------ EXTRACTED MATERIAL ------

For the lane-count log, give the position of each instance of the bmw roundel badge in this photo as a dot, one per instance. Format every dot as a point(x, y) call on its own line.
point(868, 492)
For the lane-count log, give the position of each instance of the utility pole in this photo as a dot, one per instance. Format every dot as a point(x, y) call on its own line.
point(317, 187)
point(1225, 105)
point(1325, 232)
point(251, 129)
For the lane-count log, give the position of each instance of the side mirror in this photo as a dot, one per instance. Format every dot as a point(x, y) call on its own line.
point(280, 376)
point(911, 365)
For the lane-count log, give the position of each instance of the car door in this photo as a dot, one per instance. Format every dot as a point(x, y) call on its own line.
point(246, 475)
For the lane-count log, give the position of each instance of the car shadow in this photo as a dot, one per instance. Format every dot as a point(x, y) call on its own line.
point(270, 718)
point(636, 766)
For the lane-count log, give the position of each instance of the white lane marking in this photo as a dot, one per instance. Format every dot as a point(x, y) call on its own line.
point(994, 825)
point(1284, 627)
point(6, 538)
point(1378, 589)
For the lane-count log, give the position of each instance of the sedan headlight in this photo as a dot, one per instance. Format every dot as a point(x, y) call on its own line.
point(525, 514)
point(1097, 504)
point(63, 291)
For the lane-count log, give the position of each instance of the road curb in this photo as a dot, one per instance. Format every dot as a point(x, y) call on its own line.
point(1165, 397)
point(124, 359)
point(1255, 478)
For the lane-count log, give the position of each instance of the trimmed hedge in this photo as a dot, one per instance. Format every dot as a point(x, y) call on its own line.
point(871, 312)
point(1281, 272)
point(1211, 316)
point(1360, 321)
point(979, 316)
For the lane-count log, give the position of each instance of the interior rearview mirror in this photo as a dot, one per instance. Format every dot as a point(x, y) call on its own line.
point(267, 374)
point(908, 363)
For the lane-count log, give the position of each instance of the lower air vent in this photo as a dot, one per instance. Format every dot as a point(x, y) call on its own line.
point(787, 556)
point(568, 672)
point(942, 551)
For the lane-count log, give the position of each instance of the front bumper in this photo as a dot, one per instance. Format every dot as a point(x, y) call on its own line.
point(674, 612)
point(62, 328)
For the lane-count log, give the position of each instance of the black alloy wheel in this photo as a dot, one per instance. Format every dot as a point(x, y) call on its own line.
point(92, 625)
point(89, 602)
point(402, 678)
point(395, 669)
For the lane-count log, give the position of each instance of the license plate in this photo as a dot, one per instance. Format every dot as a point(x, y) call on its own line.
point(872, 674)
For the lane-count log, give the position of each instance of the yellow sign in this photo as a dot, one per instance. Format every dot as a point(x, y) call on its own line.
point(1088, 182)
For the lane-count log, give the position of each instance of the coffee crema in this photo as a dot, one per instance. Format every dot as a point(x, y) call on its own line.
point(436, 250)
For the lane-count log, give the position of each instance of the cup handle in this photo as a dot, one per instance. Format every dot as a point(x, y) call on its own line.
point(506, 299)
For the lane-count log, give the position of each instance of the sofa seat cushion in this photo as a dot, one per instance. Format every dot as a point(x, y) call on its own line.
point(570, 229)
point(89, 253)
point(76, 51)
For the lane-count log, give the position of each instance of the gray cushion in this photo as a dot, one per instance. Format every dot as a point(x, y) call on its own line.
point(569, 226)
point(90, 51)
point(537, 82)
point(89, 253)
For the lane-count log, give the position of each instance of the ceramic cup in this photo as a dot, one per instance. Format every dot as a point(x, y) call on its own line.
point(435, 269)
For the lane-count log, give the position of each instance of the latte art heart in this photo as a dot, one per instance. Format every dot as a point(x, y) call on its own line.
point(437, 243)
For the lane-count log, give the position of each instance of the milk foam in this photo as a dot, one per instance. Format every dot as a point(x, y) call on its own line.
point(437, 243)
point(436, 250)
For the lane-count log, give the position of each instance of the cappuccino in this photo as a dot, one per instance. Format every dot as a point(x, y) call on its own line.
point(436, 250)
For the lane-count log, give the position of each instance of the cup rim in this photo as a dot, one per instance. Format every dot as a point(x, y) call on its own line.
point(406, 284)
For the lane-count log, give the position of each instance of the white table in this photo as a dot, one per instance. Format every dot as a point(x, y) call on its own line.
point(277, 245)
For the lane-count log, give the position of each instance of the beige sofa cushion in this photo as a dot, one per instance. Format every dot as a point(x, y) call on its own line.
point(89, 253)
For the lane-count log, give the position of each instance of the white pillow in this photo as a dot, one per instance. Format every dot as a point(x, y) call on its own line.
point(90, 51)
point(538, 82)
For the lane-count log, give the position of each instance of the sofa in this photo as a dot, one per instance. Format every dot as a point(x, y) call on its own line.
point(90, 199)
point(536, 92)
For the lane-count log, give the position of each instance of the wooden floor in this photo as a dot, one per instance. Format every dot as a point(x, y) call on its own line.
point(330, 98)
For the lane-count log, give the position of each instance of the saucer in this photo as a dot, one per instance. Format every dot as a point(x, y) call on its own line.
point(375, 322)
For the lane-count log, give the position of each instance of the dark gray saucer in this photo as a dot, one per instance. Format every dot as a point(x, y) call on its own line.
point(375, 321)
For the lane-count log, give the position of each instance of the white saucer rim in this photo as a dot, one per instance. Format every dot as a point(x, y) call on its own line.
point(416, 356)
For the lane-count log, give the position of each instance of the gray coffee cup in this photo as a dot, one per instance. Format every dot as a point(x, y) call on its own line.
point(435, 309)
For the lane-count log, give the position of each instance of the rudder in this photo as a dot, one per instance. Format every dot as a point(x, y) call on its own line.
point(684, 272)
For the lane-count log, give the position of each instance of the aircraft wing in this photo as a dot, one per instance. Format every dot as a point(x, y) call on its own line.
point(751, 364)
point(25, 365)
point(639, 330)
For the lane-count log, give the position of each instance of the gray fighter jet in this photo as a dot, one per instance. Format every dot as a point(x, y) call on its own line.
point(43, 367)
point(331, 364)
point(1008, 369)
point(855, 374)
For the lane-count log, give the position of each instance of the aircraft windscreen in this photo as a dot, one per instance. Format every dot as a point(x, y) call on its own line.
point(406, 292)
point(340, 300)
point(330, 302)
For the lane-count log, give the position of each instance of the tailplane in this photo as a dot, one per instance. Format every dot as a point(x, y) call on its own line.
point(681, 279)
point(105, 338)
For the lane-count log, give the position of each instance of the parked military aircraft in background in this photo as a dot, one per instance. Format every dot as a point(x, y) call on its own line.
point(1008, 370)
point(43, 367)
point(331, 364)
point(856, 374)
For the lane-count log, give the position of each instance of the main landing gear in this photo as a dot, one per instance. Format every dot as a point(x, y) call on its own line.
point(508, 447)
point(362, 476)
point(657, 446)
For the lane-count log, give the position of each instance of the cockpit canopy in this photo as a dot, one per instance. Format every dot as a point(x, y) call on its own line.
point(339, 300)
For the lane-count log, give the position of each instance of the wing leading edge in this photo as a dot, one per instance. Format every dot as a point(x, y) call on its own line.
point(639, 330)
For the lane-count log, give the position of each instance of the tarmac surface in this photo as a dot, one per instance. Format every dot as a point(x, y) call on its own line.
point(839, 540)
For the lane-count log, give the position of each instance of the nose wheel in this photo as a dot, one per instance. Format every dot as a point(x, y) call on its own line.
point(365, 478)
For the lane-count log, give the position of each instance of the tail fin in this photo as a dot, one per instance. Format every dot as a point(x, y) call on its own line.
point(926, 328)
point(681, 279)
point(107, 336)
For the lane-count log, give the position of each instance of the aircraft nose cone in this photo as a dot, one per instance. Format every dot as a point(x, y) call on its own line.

------

--- WHAT NEEDS TO BE DONE ---
Reproduce the lines above verbatim, beginning at the line that contains "of the nose" and stopping after the line that contains "point(107, 336)".

--- RESULT ---
For the lane-count log, give the position of each instance of the nose wheel in this photo as a dot, one per instance. Format every dot as a point(x, y) call on its own line.
point(365, 478)
For the lane-count log, give the position of each instance of the tail fin in this photo as a dot, one per instance. Format every dot as a point(x, y) call on its own line.
point(926, 328)
point(681, 279)
point(107, 336)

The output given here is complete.